[EXERCISE DETAILS]: From the line bearing "Where can you see the pale" down to the final line of the records below, give every line again exactly and add nothing.

++++ TASK MATERIAL ++++

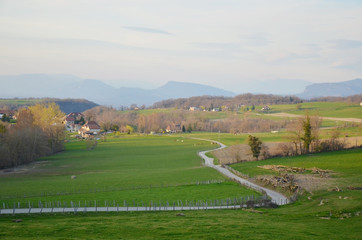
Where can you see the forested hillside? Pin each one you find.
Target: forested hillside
(232, 103)
(65, 105)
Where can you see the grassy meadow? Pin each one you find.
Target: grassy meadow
(134, 168)
(338, 218)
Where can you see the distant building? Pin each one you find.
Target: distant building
(266, 108)
(72, 121)
(89, 129)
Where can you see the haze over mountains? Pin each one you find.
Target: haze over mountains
(68, 86)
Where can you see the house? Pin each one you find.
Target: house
(266, 108)
(173, 129)
(90, 128)
(72, 121)
(9, 113)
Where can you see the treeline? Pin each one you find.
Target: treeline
(178, 119)
(233, 104)
(66, 105)
(38, 132)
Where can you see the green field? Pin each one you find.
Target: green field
(168, 160)
(323, 109)
(135, 169)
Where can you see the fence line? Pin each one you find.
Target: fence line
(113, 206)
(112, 189)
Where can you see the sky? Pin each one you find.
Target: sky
(146, 43)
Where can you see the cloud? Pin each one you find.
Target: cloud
(258, 39)
(343, 44)
(216, 46)
(148, 30)
(349, 63)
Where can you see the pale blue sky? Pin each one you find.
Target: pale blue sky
(217, 42)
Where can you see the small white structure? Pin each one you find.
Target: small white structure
(89, 128)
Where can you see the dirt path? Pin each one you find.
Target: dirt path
(358, 120)
(275, 196)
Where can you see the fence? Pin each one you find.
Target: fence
(113, 206)
(110, 189)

++++

[ANSWER BOX]:
Where can you see the pale blue sky? Pin each one you find.
Target: pale blue sky
(217, 42)
Where can you see the small white structure? Pin each one you find.
Target: small white structure
(89, 128)
Where can you see the dirt path? Pin each one you find.
Target: dirt path
(358, 120)
(275, 196)
Where can you see the fence? Pin each one you find.
Target: fence
(113, 206)
(110, 189)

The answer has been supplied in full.